Only the records, exactly as written, belong in the answer; pictures do not.

- Dataset records
• • •

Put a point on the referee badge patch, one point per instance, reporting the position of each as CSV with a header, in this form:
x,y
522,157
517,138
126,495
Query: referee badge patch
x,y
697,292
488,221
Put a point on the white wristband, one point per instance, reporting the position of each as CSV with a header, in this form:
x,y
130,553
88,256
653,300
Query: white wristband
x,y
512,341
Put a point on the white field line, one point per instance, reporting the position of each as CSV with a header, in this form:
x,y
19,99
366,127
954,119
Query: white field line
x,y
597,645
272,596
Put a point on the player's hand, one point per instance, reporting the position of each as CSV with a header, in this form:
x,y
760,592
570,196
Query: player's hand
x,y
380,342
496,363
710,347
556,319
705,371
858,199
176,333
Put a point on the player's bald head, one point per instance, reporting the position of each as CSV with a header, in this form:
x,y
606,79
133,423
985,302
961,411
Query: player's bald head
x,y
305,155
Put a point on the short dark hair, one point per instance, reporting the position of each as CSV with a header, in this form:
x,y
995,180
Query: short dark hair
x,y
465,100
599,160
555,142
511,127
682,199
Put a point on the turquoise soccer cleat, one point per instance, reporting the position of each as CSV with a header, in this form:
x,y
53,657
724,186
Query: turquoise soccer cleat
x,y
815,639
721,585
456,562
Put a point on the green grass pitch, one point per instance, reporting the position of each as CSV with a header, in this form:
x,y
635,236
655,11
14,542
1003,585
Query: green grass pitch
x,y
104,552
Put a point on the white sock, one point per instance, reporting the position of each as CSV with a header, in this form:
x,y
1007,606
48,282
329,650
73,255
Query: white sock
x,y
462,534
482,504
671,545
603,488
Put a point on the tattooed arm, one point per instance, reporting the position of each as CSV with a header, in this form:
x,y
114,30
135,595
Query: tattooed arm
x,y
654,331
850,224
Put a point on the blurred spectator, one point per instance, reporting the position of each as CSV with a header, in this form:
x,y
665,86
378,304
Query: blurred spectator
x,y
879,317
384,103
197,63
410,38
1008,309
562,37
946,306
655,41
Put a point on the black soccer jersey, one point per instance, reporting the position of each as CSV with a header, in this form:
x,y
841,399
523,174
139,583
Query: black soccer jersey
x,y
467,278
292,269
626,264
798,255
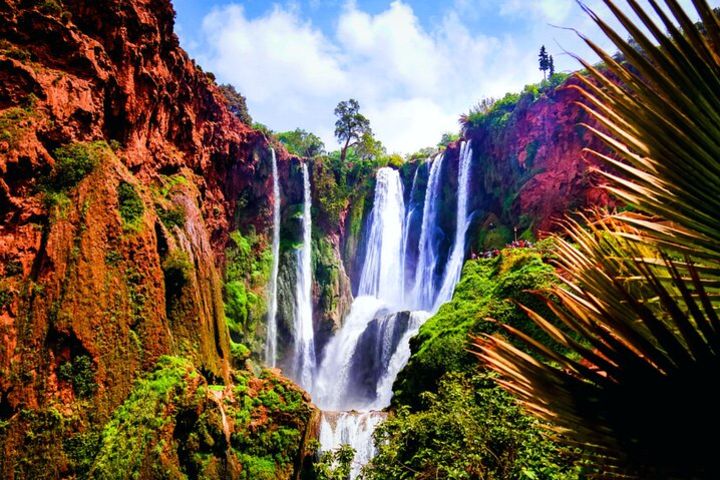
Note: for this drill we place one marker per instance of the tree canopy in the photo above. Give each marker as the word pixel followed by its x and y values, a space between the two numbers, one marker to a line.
pixel 351 125
pixel 302 143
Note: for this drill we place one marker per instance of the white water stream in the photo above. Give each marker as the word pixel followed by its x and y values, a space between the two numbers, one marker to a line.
pixel 271 341
pixel 353 382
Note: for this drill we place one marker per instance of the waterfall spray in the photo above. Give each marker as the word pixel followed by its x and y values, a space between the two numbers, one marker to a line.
pixel 271 341
pixel 453 267
pixel 382 273
pixel 304 353
pixel 423 290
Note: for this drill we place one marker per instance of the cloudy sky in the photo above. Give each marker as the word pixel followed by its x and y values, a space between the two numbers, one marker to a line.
pixel 414 65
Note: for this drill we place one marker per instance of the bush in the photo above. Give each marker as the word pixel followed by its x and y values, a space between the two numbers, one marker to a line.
pixel 131 205
pixel 486 284
pixel 74 162
pixel 471 429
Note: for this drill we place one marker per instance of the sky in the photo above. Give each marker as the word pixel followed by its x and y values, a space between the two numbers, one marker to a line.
pixel 414 65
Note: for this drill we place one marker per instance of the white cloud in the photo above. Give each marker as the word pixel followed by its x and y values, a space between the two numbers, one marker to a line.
pixel 412 79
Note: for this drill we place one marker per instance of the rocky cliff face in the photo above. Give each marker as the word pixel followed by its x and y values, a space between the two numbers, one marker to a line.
pixel 529 169
pixel 122 176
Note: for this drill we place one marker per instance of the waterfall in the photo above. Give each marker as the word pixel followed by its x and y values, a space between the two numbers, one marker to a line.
pixel 304 347
pixel 382 273
pixel 271 341
pixel 409 266
pixel 332 382
pixel 399 358
pixel 423 294
pixel 362 360
pixel 453 267
pixel 354 429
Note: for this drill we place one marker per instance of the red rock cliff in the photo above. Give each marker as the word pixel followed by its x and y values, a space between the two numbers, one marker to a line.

• • •

- Solution to the problem
Put a point on the referee badge patch, one point per instance, reporting the position of each as CSV with a header, in this form:
x,y
522,157
517,138
126,495
Query: referee badge patch
x,y
697,292
488,221
Put a point on the white wristband, one point per instance, reporting the position of each as CSV with a header, in this form:
x,y
130,553
88,256
653,300
Query: white wristband
x,y
512,341
Put a point on the white field line, one point per instance, reporting the position of each as CSV with a header, in this form:
x,y
19,99
366,127
954,119
Query: white field line
x,y
597,645
272,596
Put a point on the player's hand, one point per instance, reporting the position of each as CSV with a header, in this form:
x,y
760,592
570,196
Query: player's hand
x,y
380,342
496,363
710,347
556,319
705,371
858,199
176,333
Put a point on the player's bald head, one point per instance, reporting the position of each as CSV with a header, in this form:
x,y
606,79
133,423
985,302
961,411
Query: player's bald head
x,y
305,155
Put a point on the short dark hair, one point per instance, reporting the position of each as CSV with a header, in this form:
x,y
995,180
Query: short dark hair
x,y
465,100
599,160
555,142
511,127
682,199
Put a point on the turquoise soccer cleat, one point per instance, reporting the position of each as CSV with a header, in this form:
x,y
53,657
724,186
Query: turquoise soccer cleat
x,y
815,639
721,585
456,562
Put a point on the green grass pitch, one point per instance, reporting the position of each as CSV with a header, in this form:
x,y
635,236
655,11
14,542
1003,585
Query: green grass pitch
x,y
104,552
Put a point on the white sock, one point per instance, reporting the position of each as CSV with a header, in this form:
x,y
1007,606
48,282
329,650
73,255
Query: white sock
x,y
462,534
482,504
671,545
603,488
Put a point on the tattooed arm, one point per instance, reporting the position of each as CSV with a header, in this form:
x,y
114,30
135,595
Query: tattooed arm
x,y
654,331
850,224
Put a point on the blurred spectator, one point per instance, reporting the position of each as CSV with a header, in this form:
x,y
665,86
378,304
Query: blurred spectator
x,y
879,317
384,103
197,63
410,38
1008,309
562,37
946,306
655,41
Put a point on the black soccer jersey, one point per instance, reporting the position of each as CSV with a header, in this form:
x,y
841,399
523,174
139,583
Query: black soccer jersey
x,y
467,278
292,269
626,264
798,255
Note: for this drill we place one marker per instance of the tree canopy in the photo above. Give each marker as the word pixel followed by its x and y values, a space between the two numbers, one marker to a line.
pixel 351 125
pixel 302 143
Note: for this drill we place one marker per instance of the white water stream in the photo above. Give each marker as the word pixel followed by its x and y values, a space between the two numbers, one marker to a line.
pixel 271 341
pixel 353 382
Note: for this drill we place one marker per instance of the waterfall spray in the photo above. Give each marker as the word pixel followed by its x and y values, a space between the two numbers, one marker to a line.
pixel 271 341
pixel 453 267
pixel 382 273
pixel 304 353
pixel 423 290
Note: for this drill we place one marker per instance of the cloudy sky in the photo above. Give each marker as the word pixel followed by its x and y values, a space between the two numbers, one marker to a line.
pixel 414 65
Note: for this drill we place one marker per instance of the bush in the photo above. Give each marker as the word pixel followed by its x and y values, a space between the two numbers, one marker to a line.
pixel 131 205
pixel 486 284
pixel 74 162
pixel 471 429
Note: for this drill we place one marker per instance of the sky in the photo above. Give each marker as the word pixel followed by its x and y values, a space between the two numbers, one marker to a line.
pixel 414 65
Note: for this drill we place one marker per instance of the white cloud in the photo above. Give each marker as the word pixel followed by its x and y values, a space between the two numbers, one marker to a line.
pixel 412 79
Note: for this drill we place one marker per instance of the rocky cliff face in the photo above. Give each marker as the word pixel followed by its x and y values, a space between the two numbers, one marker to a line.
pixel 529 169
pixel 122 176
Note: for this drill we place one marker per instance of the waterfall in the photo above. Give each marker as the word pixel followed by its x and y values, a space between the two numbers, one marker to a line.
pixel 304 347
pixel 382 273
pixel 271 341
pixel 409 266
pixel 332 382
pixel 399 358
pixel 423 294
pixel 362 360
pixel 453 267
pixel 354 429
Note: for this drill we place one marker per instance of the red rock cliff in the photo above. Give each marker as the word pixel followed by its x and y values, a space between the two numbers, one marker to a line.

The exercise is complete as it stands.